*TEXTO FORNECIDO*.
------------------------------------------------
Seu último romance, Be Mine, começa com a ideia de felicidade e termina da mesma forma, mesmo em momentos de grande dor para o protagonista, como a morte de um filho. Por que a felicidade?
A íntegra da matéria pode ser acessada em:
https://www.bbc.com/portuguese/articles/c20nn0l1lg2o
O comentário a seguir é de *Jussara Macabu:
Richard Ford é um escritor norte-americano. Em seu último romance, ele abordou o tema “Mesmo quando você perde um filho ou esposa, nada o isenta da responsabilidade de ser feliz.”, conforme informação da entrevista à BBC. 1
O conceito de felicidade, apesar de explorado desde a Antiguidade por um grande número de pensadores, não é definitivo. Santo Agostinho vê a felicidade na união com Deus, Allan Kardec deixa claro que ela não pertence ao mundo físico e deve ser buscada na vida espiritual. Os dois propõem que o homem deve transcender o imediatismo da vida física, buscando na instância superior a felicidade almejada, com suas atitudes no bem. “Quem dá recolhe a felicidade de ver a multiplicação daquilo que deu.” 2
Joanna de Ângelis explica no livro Alerta, que:
“[...] “Eclesiastes afirma: ´A felicidade não é deste mundo´ e Jesus, dando validade ao conceito corroborou-o, na assertiva de que o seu ´reino não é deste mundo´, porquanto, não obstante a felicidade não possa ser totalmente fruída na Terra, aqui pode e deve ser trabalhada, constituída para atingir o seu estágio superior, fora do corpo, no reino do espírito, que é o reino de Cristo.” 3
No Espiritismo, entendemos que a felicidade verdadeira não está nas condições externas, mas sim na forma como lidamos com elas. A perda de entes queridos, como um filho ou um cônjuge, é, sem dúvida, uma das dores mais profundas que podemos experimentar na existência terrena. No entanto, mesmo nessas circunstâncias, somos convidados a buscar sentido, crescimento e serenidade.
------------------------------------------------
*LISTAGEM APRESENTADA*.
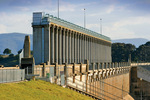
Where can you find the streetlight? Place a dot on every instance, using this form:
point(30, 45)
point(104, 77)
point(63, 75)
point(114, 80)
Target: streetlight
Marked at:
point(100, 25)
point(58, 8)
point(141, 87)
point(84, 18)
------------------------------------------------
*OBJETIVOS*.
1. Diga se cada afirmação abaixo concorda com o texto sobre a felicidade, respondendo sim ou não e citando literalmente as palavras do texto que decidem a questão.
(a) Richard Ford é um escritor norte-americano.
(b) Santo Agostinho vê a felicidade no mundo físico.
(c) No Espiritismo, a felicidade verdadeira está nas condições externas.
2. Por favor, altere toda a listagem, trocando "streetlight" por "lamppost" e mantendo todo o resto igual. Deixe a imagem fora da resposta.
O texto e a listagem vêm de fontes diferentes.

*RESPOSTAS DAS TAREFAS*.
1.
(a) Sim: "Richard Ford é um escritor norte-americano."
(b) Não: "Santo Agostinho vê a felicidade na união com Deus"
(c) Não: "a felicidade verdadeira não está nas condições externas, mas sim na forma como lidamos com elas"

2.
Where can you find the lamppost? Place a dot on every instance, using this form:
point(30, 45)
point(104, 77)
point(63, 75)
point(114, 80)
Target: lamppost
Marked at:
point(100, 25)
point(58, 8)
point(141, 87)
point(84, 18)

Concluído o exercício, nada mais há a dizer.